Pull out every line in the rows below that contains the word "window" and copy each one unchanged.

-- SOURCE MATERIAL --
** BEGIN **
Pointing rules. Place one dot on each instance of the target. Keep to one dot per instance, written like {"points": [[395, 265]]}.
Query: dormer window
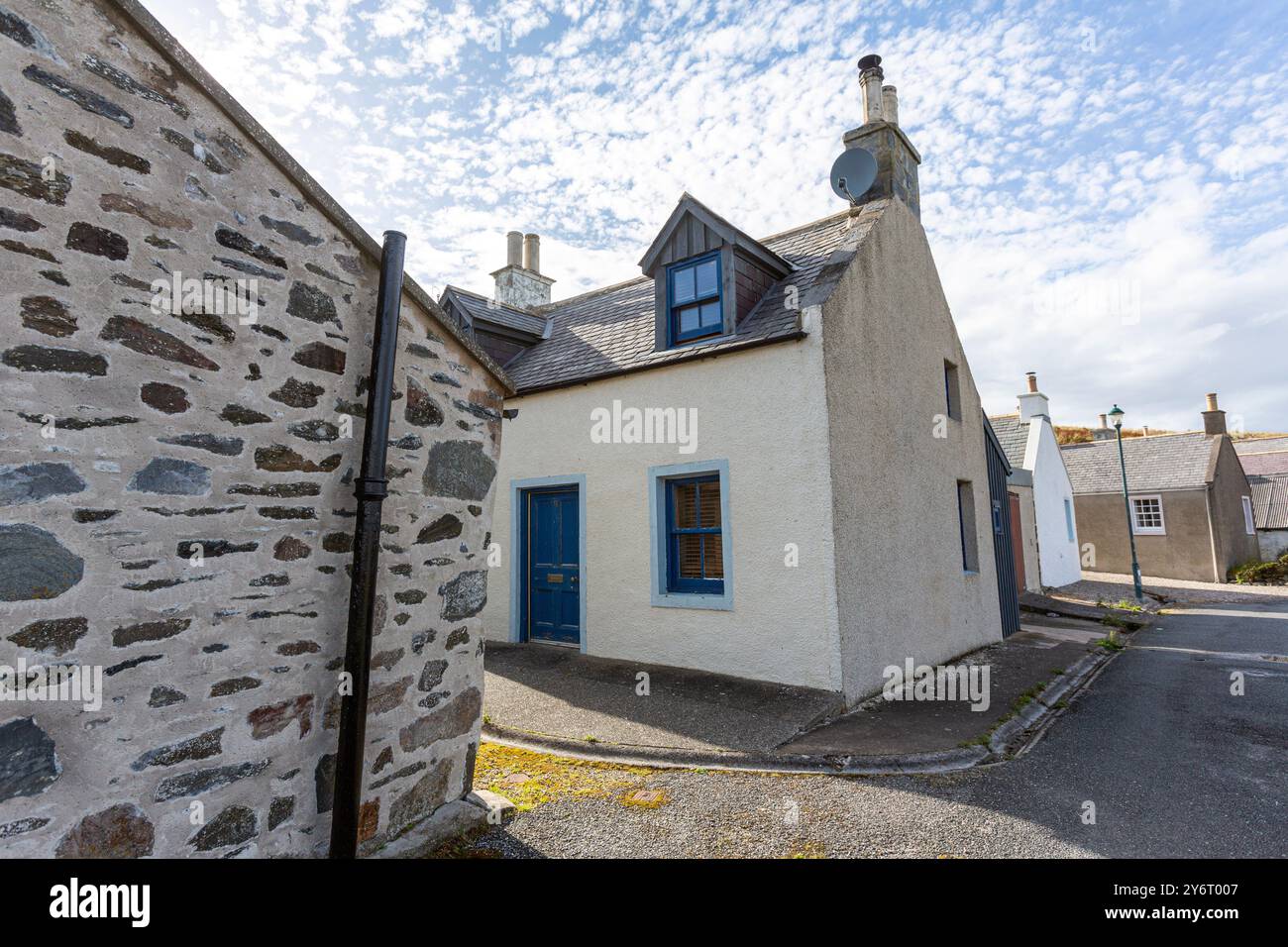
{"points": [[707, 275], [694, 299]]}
** END **
** BEGIN **
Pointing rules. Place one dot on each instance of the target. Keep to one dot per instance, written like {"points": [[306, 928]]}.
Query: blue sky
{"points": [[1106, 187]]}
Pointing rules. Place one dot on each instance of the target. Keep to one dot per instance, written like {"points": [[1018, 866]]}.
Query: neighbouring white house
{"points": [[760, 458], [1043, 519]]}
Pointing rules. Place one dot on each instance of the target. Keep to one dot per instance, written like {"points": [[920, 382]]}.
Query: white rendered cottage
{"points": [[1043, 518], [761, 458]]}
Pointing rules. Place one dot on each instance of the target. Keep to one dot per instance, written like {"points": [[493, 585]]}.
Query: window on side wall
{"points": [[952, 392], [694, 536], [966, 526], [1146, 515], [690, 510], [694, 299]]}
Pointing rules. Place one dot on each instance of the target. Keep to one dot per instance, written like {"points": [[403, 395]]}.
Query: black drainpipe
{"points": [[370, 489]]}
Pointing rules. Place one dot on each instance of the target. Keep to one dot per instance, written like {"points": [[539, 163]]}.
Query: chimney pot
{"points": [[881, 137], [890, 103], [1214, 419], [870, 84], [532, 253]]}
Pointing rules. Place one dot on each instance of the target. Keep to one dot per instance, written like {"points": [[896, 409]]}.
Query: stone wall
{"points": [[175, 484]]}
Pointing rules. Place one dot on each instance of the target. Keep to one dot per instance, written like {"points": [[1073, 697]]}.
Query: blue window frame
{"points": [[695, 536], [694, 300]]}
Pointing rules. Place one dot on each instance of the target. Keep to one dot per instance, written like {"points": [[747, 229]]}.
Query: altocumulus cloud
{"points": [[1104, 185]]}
** END **
** BEGIN **
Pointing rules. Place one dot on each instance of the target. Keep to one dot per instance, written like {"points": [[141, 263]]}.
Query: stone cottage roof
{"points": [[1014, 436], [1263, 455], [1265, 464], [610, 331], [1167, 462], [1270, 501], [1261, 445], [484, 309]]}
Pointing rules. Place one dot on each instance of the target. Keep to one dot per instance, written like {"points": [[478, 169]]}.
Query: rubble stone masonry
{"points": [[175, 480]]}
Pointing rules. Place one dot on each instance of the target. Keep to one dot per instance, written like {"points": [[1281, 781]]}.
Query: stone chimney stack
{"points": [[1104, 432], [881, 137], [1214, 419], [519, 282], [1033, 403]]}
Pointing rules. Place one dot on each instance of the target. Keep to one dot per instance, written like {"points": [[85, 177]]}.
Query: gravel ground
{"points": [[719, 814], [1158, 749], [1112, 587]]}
** END **
-- RESULT --
Query: dormer window
Query: window on side wall
Query: blue window frame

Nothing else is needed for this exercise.